In our ongoing quest to eat better we are always on the look out for alternatives to pre-packaged foods. Our ideal plate is mostly vegetables, a fair amount of protein and limited carbohydrates. So when Ryan suggested we make spaghetti with squash noodles instead of pasta, I was intrigued. Of course the idea is all he brought to the table as he had no idea how to actually make squash noodles, what kind of squash to use or anything other than “I don’t know, I just heard someone say squash spaghetti somewhere”.
Gratefully the internet knows what squash spaghetti is and had a few options on how to make it. One of my favorite DIY bloggers, All Things Thrifty posted just last week about making zucchini noodles using a julienne peeler. Since we didn’t have one and couldn’t find one easily, I followed this video tutorial from SummerTomato.com using a regular vegetable peeler. From what I gathered about squash vs zucchini flavors, I decided to do half and half — three summer squash and three zucchini. Both of which are in season locally and fantastically cheep and ripe at our local produce stands. Score.

| EXTRACTED INFORMATION |
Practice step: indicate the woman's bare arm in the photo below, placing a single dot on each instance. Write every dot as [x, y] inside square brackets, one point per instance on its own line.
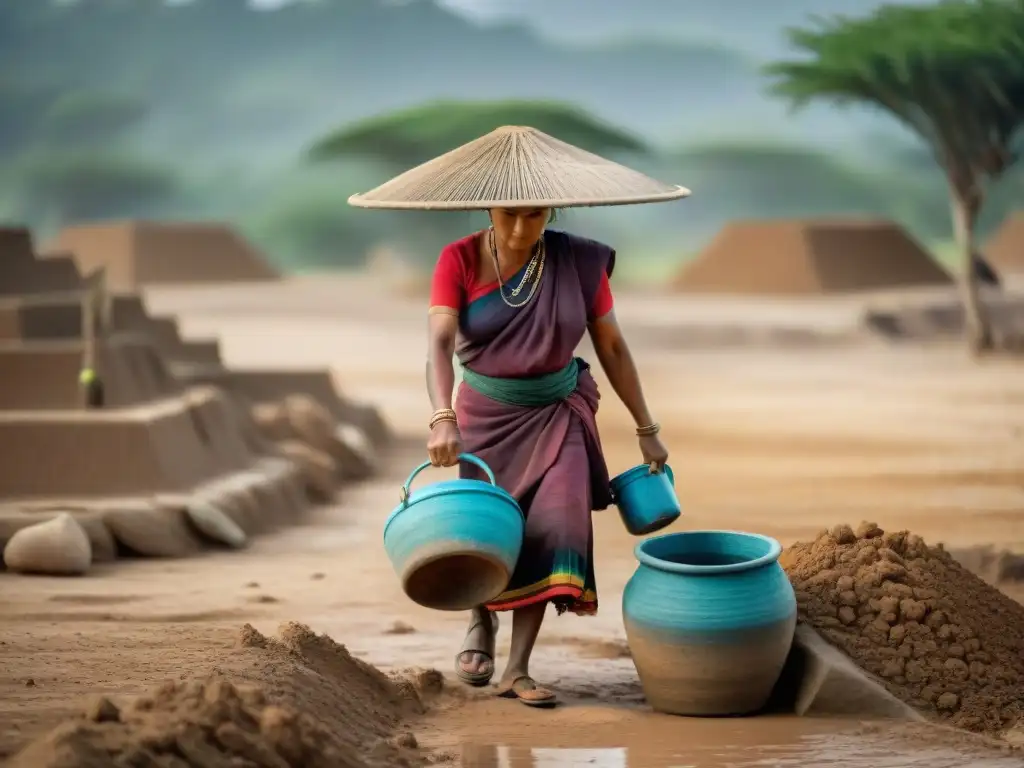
[613, 353]
[441, 332]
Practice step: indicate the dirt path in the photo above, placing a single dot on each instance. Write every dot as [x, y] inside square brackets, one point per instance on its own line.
[781, 442]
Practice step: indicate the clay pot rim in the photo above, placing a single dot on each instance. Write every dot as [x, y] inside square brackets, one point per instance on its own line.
[772, 553]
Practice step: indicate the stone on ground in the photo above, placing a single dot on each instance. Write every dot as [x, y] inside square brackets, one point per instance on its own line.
[56, 547]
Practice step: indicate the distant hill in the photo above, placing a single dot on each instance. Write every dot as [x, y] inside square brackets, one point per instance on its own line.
[225, 80]
[409, 137]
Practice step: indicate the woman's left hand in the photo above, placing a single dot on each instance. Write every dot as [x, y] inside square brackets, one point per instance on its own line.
[654, 453]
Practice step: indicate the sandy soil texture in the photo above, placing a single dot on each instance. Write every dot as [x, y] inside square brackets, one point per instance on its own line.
[780, 441]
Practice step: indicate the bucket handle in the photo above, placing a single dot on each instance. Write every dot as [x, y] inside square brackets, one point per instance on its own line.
[403, 496]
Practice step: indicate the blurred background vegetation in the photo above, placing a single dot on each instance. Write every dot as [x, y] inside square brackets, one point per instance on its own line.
[270, 117]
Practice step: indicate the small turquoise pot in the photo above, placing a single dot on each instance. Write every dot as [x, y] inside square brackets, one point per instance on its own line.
[710, 617]
[646, 500]
[456, 543]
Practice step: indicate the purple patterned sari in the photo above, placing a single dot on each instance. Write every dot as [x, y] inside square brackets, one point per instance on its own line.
[549, 457]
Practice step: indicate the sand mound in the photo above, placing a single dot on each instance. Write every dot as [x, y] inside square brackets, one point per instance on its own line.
[939, 637]
[141, 253]
[1006, 250]
[793, 257]
[297, 701]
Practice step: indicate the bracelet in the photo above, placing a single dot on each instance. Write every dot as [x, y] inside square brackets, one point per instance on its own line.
[444, 414]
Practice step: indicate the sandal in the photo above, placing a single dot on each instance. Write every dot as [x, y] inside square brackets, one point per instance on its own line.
[477, 679]
[528, 692]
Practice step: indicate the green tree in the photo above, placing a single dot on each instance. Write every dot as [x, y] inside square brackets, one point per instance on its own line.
[951, 73]
[69, 186]
[85, 118]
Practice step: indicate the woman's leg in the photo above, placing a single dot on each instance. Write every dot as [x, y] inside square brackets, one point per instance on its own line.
[556, 562]
[525, 627]
[475, 663]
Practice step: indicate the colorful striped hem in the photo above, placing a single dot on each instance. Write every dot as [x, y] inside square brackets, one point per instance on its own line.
[565, 596]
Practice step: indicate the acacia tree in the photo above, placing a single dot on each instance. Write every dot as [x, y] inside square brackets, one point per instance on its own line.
[951, 73]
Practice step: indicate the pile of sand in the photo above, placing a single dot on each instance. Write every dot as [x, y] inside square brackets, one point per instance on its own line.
[297, 701]
[939, 637]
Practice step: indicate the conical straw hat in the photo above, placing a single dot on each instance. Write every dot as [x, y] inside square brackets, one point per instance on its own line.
[516, 167]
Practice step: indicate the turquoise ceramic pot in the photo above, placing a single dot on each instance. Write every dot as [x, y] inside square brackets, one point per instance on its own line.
[646, 500]
[455, 544]
[710, 617]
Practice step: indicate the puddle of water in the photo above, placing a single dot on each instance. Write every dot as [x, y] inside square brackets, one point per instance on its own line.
[839, 751]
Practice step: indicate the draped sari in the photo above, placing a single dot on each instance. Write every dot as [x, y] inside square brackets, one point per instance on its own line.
[548, 457]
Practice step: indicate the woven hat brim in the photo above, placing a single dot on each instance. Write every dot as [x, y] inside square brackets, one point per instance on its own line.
[361, 201]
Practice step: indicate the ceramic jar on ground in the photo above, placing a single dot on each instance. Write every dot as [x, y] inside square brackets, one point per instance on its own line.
[710, 617]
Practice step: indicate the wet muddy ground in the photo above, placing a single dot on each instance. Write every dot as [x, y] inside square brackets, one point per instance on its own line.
[782, 442]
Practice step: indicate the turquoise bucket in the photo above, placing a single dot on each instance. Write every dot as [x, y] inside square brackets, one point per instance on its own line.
[455, 544]
[710, 617]
[646, 500]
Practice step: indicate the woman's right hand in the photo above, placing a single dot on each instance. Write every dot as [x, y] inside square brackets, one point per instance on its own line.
[444, 444]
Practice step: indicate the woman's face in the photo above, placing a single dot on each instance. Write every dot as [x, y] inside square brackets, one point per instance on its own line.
[518, 228]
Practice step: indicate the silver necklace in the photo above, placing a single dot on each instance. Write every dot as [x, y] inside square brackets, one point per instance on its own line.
[536, 264]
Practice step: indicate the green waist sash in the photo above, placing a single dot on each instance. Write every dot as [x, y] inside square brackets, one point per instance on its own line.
[526, 391]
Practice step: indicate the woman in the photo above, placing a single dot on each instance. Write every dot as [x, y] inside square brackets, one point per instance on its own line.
[513, 302]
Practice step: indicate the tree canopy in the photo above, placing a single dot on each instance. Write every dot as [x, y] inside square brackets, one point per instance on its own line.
[952, 74]
[415, 135]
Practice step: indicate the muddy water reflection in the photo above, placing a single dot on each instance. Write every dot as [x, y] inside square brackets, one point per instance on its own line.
[834, 751]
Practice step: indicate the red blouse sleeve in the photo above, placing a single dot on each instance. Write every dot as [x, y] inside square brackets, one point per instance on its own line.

| PROBLEM A |
Copy the squash noodle text word for word, from "Gratefully the internet" to "produce stands. Score.".
| PROBLEM B |
Answer these questions from the squash noodle text.
(i) What did Ryan suggest using instead of pasta for spaghetti?
(ii) What tool did the All Things Thrifty post use to make zucchini noodles?
(iii) How many summer squash and how many zucchini did the writer use?
| PROBLEM C |
List every part of the ideal plate described in the squash noodle text, with the amount given for each.

| EXERCISE SOLUTION A |
Gratefully the internet knows what squash spaghetti is and had a few options on how to make it. One of my favorite DIY bloggers, All Things Thrifty posted just last week about making zucchini noodles using a julienne peeler. Since we didn’t have one and couldn’t find one easily, I followed this video tutorial from SummerTomato.com using a regular vegetable peeler. From what I gathered about squash vs zucchini flavors, I decided to do half and half — three summer squash and three zucchini. Both of which are in season locally and fantastically cheep and ripe at our local produce stands. Score.

| EXERCISE SOLUTION B |
(i) Squash noodles.
(ii) A julienne peeler.
(iii) Three summer squash and three zucchini.

| EXERCISE SOLUTION C |
- Vegetables: mostly
- Protein: a fair amount
- Carbohydrates: limited